**OBJECTIVE 1**
Name every module that the code in the Steam project text imports, listing them in the order they appear.
--- START OF READING TEXT ---
## David Miranda & Heather Lemon 
### COMP 4448 Tools 2 Final Project Steam 

Dataset Location: 
https://www.kaggle.com/datasets/deepann/80000-steam-games-dataset 


**Steam** is a widely popular video game distribution platform. Currently there are over 50,000 different games 
available for purchase. It was launched as a software client in September 2003 as a way for Valve to provide automatic updates for their games, and expanded to distributing and offering third-party game publishers' titles in late 2005. [0] Steam sales data is not publicly availble, but we can use the number of reviews
as a good estimate for units sold this is called the Boxleiter or New Boxleiter number method, estimating the number of Steam game unit sold based on the number of reviews they got. [1][2]

[0] https://en.wikipedia.org/wiki/Steam_(service) 

[1] https://vginsights.com/insights/article/how-to-estimate-steam-video-game-sales 

[2] https://newsletter.gamediscover.co/p/how-that-game-sold-on-steam-using

Indie game developer Liquid Courage Studios wants to publish a new game called Ace Vendetta and wants to know how much to sell their game for? 



![steam](steam.png)

In [1]:
import pandas as pd 
import numpy as np
import json
from collections import namedtuple
import seaborn as sns
import matplotlib.pyplot as plt

In [2]:
df = pd.read_csv('steam/steam_data.csv')
print(df.shape)
df.head(3)

(81048, 12)
--- END OF READING TEXT ---
--- START OF EXTRACTED DATA ---
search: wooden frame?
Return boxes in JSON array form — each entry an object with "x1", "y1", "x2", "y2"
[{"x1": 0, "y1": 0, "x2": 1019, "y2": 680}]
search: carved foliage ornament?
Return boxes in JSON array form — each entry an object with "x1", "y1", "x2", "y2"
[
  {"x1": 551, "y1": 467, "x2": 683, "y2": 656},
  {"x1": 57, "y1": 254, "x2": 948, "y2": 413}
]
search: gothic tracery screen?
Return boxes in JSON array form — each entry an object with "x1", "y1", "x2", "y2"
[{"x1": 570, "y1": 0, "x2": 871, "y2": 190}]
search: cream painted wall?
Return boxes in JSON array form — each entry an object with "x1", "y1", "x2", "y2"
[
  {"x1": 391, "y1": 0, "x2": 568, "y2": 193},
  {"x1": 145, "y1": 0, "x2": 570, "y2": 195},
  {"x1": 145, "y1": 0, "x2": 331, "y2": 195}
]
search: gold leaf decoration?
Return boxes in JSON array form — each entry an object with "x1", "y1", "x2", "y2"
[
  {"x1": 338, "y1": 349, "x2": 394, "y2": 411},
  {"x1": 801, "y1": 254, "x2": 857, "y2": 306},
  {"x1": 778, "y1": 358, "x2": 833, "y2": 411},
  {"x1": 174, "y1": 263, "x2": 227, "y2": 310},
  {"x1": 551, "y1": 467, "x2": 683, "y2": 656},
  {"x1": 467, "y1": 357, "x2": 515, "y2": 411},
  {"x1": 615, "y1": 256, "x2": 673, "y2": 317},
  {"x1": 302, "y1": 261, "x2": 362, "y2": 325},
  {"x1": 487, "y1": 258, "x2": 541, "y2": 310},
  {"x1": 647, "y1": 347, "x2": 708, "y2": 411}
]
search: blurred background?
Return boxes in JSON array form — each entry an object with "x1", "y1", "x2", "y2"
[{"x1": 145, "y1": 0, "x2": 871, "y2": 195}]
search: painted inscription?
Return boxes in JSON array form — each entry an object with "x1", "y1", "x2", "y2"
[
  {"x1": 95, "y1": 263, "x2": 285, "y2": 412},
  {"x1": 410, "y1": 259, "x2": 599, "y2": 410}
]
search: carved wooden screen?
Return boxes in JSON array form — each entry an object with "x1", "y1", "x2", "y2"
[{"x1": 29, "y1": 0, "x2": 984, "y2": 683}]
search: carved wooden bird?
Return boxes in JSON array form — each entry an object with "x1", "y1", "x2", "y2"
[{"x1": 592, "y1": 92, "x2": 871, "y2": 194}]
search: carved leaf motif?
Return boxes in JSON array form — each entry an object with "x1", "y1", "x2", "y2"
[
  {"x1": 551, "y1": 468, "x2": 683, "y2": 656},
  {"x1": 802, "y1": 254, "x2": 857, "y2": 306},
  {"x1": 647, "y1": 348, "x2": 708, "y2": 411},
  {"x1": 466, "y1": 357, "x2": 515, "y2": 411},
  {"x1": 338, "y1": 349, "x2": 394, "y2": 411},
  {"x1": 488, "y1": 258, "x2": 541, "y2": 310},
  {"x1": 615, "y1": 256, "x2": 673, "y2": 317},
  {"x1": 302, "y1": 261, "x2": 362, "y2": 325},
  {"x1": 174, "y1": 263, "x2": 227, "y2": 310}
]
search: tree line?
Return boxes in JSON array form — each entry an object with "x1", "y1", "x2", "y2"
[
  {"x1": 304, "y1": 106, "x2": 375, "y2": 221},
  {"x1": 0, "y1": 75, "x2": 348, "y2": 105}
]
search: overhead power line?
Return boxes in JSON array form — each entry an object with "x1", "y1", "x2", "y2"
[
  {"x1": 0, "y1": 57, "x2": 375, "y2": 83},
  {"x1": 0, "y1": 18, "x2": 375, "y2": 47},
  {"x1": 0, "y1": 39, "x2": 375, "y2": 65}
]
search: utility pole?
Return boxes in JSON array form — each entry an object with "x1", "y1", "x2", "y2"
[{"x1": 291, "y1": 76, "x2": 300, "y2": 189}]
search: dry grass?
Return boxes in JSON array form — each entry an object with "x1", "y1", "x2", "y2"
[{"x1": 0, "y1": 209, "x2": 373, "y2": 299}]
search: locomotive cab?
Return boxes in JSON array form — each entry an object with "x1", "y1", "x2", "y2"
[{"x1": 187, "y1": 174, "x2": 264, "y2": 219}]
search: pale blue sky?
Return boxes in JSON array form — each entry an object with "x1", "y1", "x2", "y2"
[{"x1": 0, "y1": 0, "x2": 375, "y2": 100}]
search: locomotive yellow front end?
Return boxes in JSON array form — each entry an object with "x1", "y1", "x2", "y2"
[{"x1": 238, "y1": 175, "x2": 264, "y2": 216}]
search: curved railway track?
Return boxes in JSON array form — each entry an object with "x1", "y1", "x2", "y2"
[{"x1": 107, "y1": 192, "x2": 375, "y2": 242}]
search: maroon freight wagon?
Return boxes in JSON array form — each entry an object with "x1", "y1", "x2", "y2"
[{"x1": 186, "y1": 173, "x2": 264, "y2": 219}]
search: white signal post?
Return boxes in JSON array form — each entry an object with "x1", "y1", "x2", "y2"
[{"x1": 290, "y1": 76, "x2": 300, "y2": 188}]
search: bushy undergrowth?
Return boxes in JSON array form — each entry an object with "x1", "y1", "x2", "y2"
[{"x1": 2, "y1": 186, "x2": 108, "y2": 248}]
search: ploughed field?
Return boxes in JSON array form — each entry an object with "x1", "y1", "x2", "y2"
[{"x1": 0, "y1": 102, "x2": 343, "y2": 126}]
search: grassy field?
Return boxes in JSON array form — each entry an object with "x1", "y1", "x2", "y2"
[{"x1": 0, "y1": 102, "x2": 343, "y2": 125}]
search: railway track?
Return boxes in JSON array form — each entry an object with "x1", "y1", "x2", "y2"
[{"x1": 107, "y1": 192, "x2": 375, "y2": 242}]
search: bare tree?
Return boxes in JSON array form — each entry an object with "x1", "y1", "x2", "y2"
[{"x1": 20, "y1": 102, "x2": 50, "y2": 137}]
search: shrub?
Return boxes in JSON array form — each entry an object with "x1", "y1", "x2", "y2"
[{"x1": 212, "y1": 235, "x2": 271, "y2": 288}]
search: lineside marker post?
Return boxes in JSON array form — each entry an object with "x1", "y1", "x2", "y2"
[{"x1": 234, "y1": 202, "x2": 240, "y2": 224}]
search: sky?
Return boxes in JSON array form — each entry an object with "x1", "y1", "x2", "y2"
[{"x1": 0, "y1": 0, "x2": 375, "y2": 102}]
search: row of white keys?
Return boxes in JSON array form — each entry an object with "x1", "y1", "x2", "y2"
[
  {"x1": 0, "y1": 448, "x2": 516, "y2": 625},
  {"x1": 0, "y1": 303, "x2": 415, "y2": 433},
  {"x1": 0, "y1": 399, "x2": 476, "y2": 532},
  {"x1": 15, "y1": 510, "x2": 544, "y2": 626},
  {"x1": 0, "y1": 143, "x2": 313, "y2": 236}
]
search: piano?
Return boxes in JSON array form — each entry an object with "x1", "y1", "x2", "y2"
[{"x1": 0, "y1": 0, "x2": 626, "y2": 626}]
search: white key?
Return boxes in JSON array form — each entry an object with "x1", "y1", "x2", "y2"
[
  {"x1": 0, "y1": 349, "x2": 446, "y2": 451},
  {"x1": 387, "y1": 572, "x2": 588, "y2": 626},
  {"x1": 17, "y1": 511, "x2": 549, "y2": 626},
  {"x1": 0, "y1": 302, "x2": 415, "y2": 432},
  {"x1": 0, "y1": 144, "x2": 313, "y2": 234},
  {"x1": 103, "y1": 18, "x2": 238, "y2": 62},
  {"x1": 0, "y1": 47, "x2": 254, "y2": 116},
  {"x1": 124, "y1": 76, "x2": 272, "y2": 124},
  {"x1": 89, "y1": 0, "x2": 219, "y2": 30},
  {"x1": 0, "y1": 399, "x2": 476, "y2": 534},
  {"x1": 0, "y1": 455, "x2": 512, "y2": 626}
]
--- END OF EXTRACTED DATA ---
**OBJECTIVE 2**
Reproduce, character for character, the stretch of rows from the line that contains "search: grassy field?" through the final line of the rows.

**FINAL RESULT 1**
pandas, numpy, json, collections, seaborn, matplotlib.pyplot

**FINAL RESULT 2**
search: grassy field?
Return boxes in JSON array form — each entry an object with "x1", "y1", "x2", "y2"
[{"x1": 0, "y1": 102, "x2": 343, "y2": 125}]
search: railway track?
Return boxes in JSON array form — each entry an object with "x1", "y1", "x2", "y2"
[{"x1": 107, "y1": 192, "x2": 375, "y2": 242}]
search: bare tree?
Return boxes in JSON array form — each entry an object with "x1", "y1", "x2", "y2"
[{"x1": 20, "y1": 102, "x2": 50, "y2": 137}]
search: shrub?
Return boxes in JSON array form — each entry an object with "x1", "y1", "x2", "y2"
[{"x1": 212, "y1": 235, "x2": 271, "y2": 288}]
search: lineside marker post?
Return boxes in JSON array form — each entry an object with "x1", "y1", "x2", "y2"
[{"x1": 234, "y1": 202, "x2": 240, "y2": 224}]
search: sky?
Return boxes in JSON array form — each entry an object with "x1", "y1", "x2", "y2"
[{"x1": 0, "y1": 0, "x2": 375, "y2": 102}]
search: row of white keys?
Return boxes in JSON array form — each entry an object with "x1", "y1", "x2", "y2"
[
  {"x1": 0, "y1": 448, "x2": 516, "y2": 625},
  {"x1": 0, "y1": 303, "x2": 415, "y2": 433},
  {"x1": 0, "y1": 399, "x2": 476, "y2": 532},
  {"x1": 15, "y1": 510, "x2": 544, "y2": 626},
  {"x1": 0, "y1": 143, "x2": 313, "y2": 236}
]
search: piano?
Return boxes in JSON array form — each entry an object with "x1", "y1", "x2", "y2"
[{"x1": 0, "y1": 0, "x2": 626, "y2": 626}]
search: white key?
Return boxes in JSON array form — each entry an object with "x1", "y1", "x2", "y2"
[
  {"x1": 0, "y1": 349, "x2": 446, "y2": 451},
  {"x1": 387, "y1": 572, "x2": 588, "y2": 626},
  {"x1": 17, "y1": 511, "x2": 549, "y2": 626},
  {"x1": 0, "y1": 302, "x2": 415, "y2": 432},
  {"x1": 0, "y1": 144, "x2": 313, "y2": 234},
  {"x1": 103, "y1": 18, "x2": 238, "y2": 62},
  {"x1": 0, "y1": 47, "x2": 254, "y2": 116},
  {"x1": 124, "y1": 76, "x2": 272, "y2": 124},
  {"x1": 89, "y1": 0, "x2": 219, "y2": 30},
  {"x1": 0, "y1": 399, "x2": 476, "y2": 534},
  {"x1": 0, "y1": 455, "x2": 512, "y2": 626}
]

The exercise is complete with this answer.